→ **INSTRUCTIONS FOR THE TASK**
Please find every line in the rows below that contains the string "pole", and copy each one out.

++++ LISTED ENTRIES

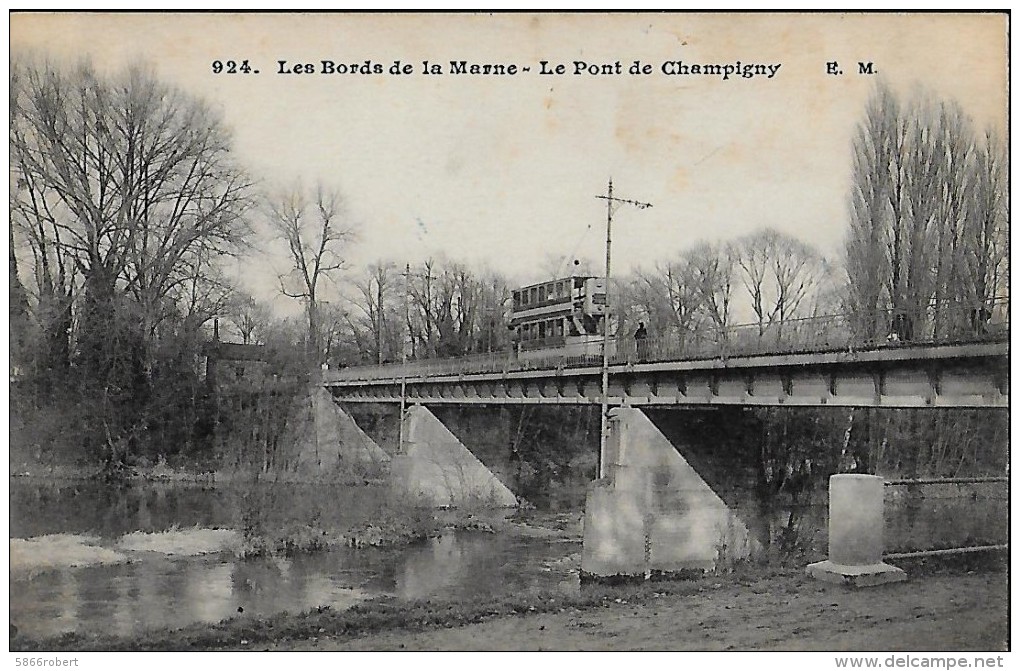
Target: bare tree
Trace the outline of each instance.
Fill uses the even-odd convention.
[[[227,301],[225,314],[238,330],[243,344],[264,344],[269,322],[272,320],[271,312],[266,305],[249,294],[235,291]]]
[[[311,194],[292,189],[271,200],[269,210],[270,224],[287,244],[292,264],[279,275],[280,293],[304,304],[306,352],[317,366],[323,356],[319,321],[322,280],[336,282],[335,274],[344,267],[346,248],[354,241],[354,229],[344,217],[340,194],[321,184]]]
[[[703,310],[716,328],[724,329],[730,318],[735,249],[726,243],[701,243],[690,254]]]
[[[222,297],[216,267],[243,248],[249,182],[219,117],[144,68],[22,59],[10,83],[11,222],[35,264],[42,367],[74,373],[84,443],[112,462],[158,410],[157,349],[184,365],[161,339],[194,343]]]
[[[371,359],[382,363],[395,356],[396,331],[402,328],[403,277],[396,265],[387,262],[369,264],[354,280],[352,303],[359,317],[352,322],[359,343],[365,342],[363,352],[370,353]]]

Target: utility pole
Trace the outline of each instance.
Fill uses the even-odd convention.
[[[404,326],[407,336],[402,339],[400,347],[400,426],[397,433],[397,454],[404,454],[404,410],[407,406],[407,346],[411,340],[411,307],[410,307],[411,264],[404,266]]]
[[[609,191],[605,196],[596,196],[606,201],[606,308],[602,317],[602,422],[599,437],[599,477],[606,476],[606,446],[609,442],[609,262],[612,258],[613,212],[620,205],[633,205],[640,210],[652,207],[651,203],[613,197],[613,178],[609,178]]]

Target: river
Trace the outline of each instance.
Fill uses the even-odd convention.
[[[131,636],[239,614],[342,609],[380,596],[470,598],[579,588],[581,511],[536,512],[523,520],[493,513],[497,533],[448,529],[407,547],[240,560],[227,550],[195,555],[188,548],[156,552],[125,544],[126,534],[166,529],[171,529],[169,537],[177,537],[173,530],[182,537],[190,530],[230,534],[211,530],[237,526],[243,496],[238,487],[171,482],[110,487],[31,478],[10,482],[10,618],[21,634],[33,638],[68,631]],[[949,493],[953,496],[937,487],[907,494],[886,493],[889,551],[1008,537],[1005,487],[957,487]],[[328,524],[341,528],[370,518],[386,496],[385,489],[371,486],[323,491],[293,485],[270,501],[275,509],[308,519],[328,518]],[[743,512],[758,516],[754,526],[770,536],[773,547],[779,538],[789,541],[788,529],[784,531],[788,510],[772,513],[770,523],[759,513]],[[796,541],[806,559],[824,556],[825,514],[825,506],[817,502],[798,510]],[[52,541],[52,549],[26,552],[36,540],[22,539],[39,538]],[[88,551],[84,559],[74,560],[83,550]],[[89,559],[97,555],[115,559]],[[72,566],[75,561],[83,565]]]

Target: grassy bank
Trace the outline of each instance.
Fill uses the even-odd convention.
[[[965,555],[949,559],[899,563],[912,580],[935,575],[978,573],[1007,575],[1008,553]],[[196,651],[265,650],[287,641],[318,640],[343,643],[384,631],[421,632],[460,627],[501,618],[523,618],[543,613],[597,613],[618,605],[640,607],[657,600],[711,597],[727,589],[790,595],[820,583],[805,577],[803,567],[776,568],[742,564],[726,574],[692,579],[663,579],[622,584],[585,585],[577,593],[534,591],[491,598],[401,601],[380,598],[345,611],[328,608],[301,614],[279,614],[264,619],[237,617],[216,624],[195,624],[173,631],[150,631],[130,638],[108,635],[66,634],[58,638],[15,638],[12,651]],[[810,590],[809,589],[809,590]]]

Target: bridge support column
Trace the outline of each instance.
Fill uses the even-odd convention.
[[[706,571],[747,557],[747,526],[644,412],[610,414],[607,476],[589,485],[581,574]]]
[[[323,388],[312,388],[296,404],[280,445],[290,451],[286,470],[298,479],[361,476],[390,461]]]
[[[394,457],[393,485],[432,506],[512,507],[517,498],[422,406],[404,413],[404,452]]]
[[[855,587],[907,579],[882,563],[884,488],[877,475],[829,477],[829,558],[808,565],[808,575]]]

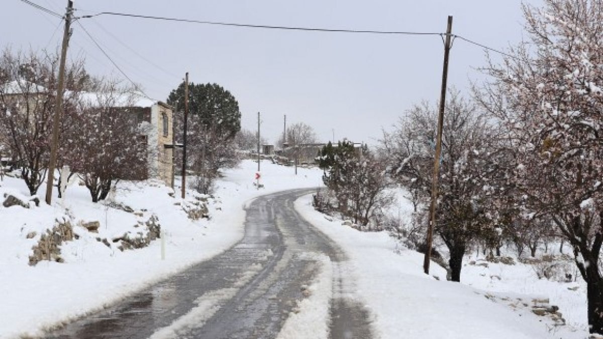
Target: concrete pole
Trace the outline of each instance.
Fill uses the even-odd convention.
[[[52,186],[54,184],[54,168],[57,165],[57,154],[58,153],[58,128],[63,111],[63,92],[65,83],[65,63],[67,60],[67,47],[69,44],[71,34],[71,16],[73,14],[74,3],[67,2],[67,13],[65,13],[65,28],[63,32],[63,45],[61,48],[61,60],[58,66],[58,85],[57,88],[57,102],[52,117],[52,137],[50,142],[50,160],[48,162],[48,175],[46,182],[46,203],[49,205],[52,200]]]
[[[427,248],[423,258],[423,268],[426,274],[429,274],[431,261],[431,247],[434,246],[434,229],[435,227],[435,210],[438,203],[438,182],[440,178],[440,157],[442,151],[442,128],[444,125],[444,109],[446,103],[446,83],[448,80],[448,59],[452,43],[452,16],[448,16],[448,27],[444,46],[444,70],[442,72],[442,88],[440,92],[440,113],[438,116],[438,135],[435,144],[435,156],[434,157],[434,176],[431,179],[431,201],[429,205],[429,224],[427,229]]]

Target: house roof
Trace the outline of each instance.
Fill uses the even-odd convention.
[[[84,92],[80,93],[80,97],[90,106],[102,104],[110,105],[116,107],[150,107],[159,103],[142,96],[140,93],[120,94]]]
[[[13,80],[0,84],[0,93],[5,94],[46,93],[48,91],[48,90],[44,86],[24,79]],[[66,94],[70,94],[71,93],[69,90],[66,92]],[[142,93],[138,92],[115,95],[114,93],[83,92],[80,93],[79,95],[80,98],[87,101],[87,104],[92,106],[99,106],[101,104],[101,103],[103,103],[104,104],[110,104],[113,107],[147,108],[150,107],[156,104],[159,104],[169,107],[166,104],[161,101],[147,98]]]
[[[5,94],[44,93],[48,90],[43,86],[23,79],[13,80],[0,85],[0,92]]]

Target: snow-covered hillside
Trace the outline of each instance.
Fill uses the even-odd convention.
[[[381,338],[588,336],[584,292],[567,288],[576,284],[538,280],[533,270],[521,264],[467,264],[459,284],[446,281],[446,270],[432,262],[434,276],[428,276],[423,255],[406,249],[387,232],[361,232],[325,218],[312,207],[309,195],[297,200],[295,208],[350,255],[347,271],[358,282],[356,294],[373,312]],[[548,306],[546,299],[562,306],[571,326],[556,326],[551,317],[532,312],[532,306]]]
[[[0,338],[39,335],[45,328],[103,308],[224,251],[242,237],[244,208],[259,195],[321,185],[320,170],[300,168],[295,176],[292,168],[264,161],[265,187],[258,190],[253,185],[256,170],[257,163],[245,160],[239,168],[226,171],[214,198],[191,191],[182,200],[179,190],[174,194],[160,183],[148,181],[120,183],[112,206],[92,203],[85,188],[72,185],[66,198],[52,206],[31,203],[30,209],[0,207]],[[0,184],[0,197],[5,193],[28,198],[24,185],[14,178],[5,177]],[[183,205],[190,207],[201,200],[207,201],[210,218],[192,221]],[[133,212],[124,211],[129,209]],[[446,281],[445,270],[433,263],[432,274],[438,280],[423,273],[422,255],[405,249],[386,232],[360,232],[327,220],[310,206],[309,196],[298,200],[296,208],[349,255],[350,261],[337,269],[354,277],[356,285],[347,288],[371,311],[379,337],[587,336],[585,291],[580,282],[538,279],[531,266],[520,263],[470,264],[476,260],[484,264],[475,257],[466,258],[460,284]],[[403,218],[412,210],[403,201],[391,208]],[[160,239],[142,249],[120,250],[119,242],[113,239],[145,229],[144,222],[153,215],[165,233],[165,259],[161,259]],[[32,246],[57,219],[69,220],[78,238],[61,246],[64,262],[42,261],[29,265]],[[80,226],[90,221],[98,222],[98,233]],[[324,269],[333,269],[324,264]],[[289,328],[303,325],[304,319],[326,316],[312,311],[328,305],[320,298],[328,299],[331,291],[318,291],[332,288],[324,279],[330,276],[329,272],[323,273],[311,286],[317,290],[315,295],[305,302],[312,305],[302,307]],[[540,302],[534,300],[547,299],[560,307],[567,326],[554,326],[551,317],[532,313],[533,303]]]
[[[121,183],[113,205],[133,212],[93,203],[86,189],[77,185],[68,188],[63,201],[55,198],[52,206],[42,202],[39,207],[31,203],[30,209],[0,207],[0,338],[39,335],[44,328],[103,308],[213,256],[242,236],[246,201],[268,192],[320,185],[321,171],[299,168],[295,176],[292,168],[269,161],[261,165],[264,188],[253,185],[257,163],[245,160],[225,173],[215,198],[189,191],[183,201],[179,189],[174,195],[157,182]],[[17,179],[7,177],[0,184],[0,197],[10,193],[24,200],[27,192]],[[43,196],[43,190],[39,195]],[[207,199],[209,220],[192,221],[183,210],[183,204],[199,201],[195,196]],[[165,259],[161,260],[160,239],[145,248],[120,250],[119,242],[113,239],[128,232],[135,236],[145,228],[139,221],[153,214],[165,234]],[[64,263],[42,261],[30,266],[32,246],[55,220],[70,220],[78,239],[61,246]],[[78,226],[90,221],[98,221],[98,233]]]

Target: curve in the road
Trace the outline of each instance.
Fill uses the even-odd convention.
[[[308,190],[264,195],[247,208],[245,235],[233,247],[48,338],[276,338],[302,287],[333,263],[330,338],[372,337],[370,314],[342,269],[345,253],[302,218],[294,201]]]

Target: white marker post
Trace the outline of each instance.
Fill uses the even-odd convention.
[[[163,229],[159,232],[159,236],[161,237],[161,259],[165,260],[165,232]]]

++++++++

→ **TASK SOLUTION**
Target: utility pole
Target: concrete pole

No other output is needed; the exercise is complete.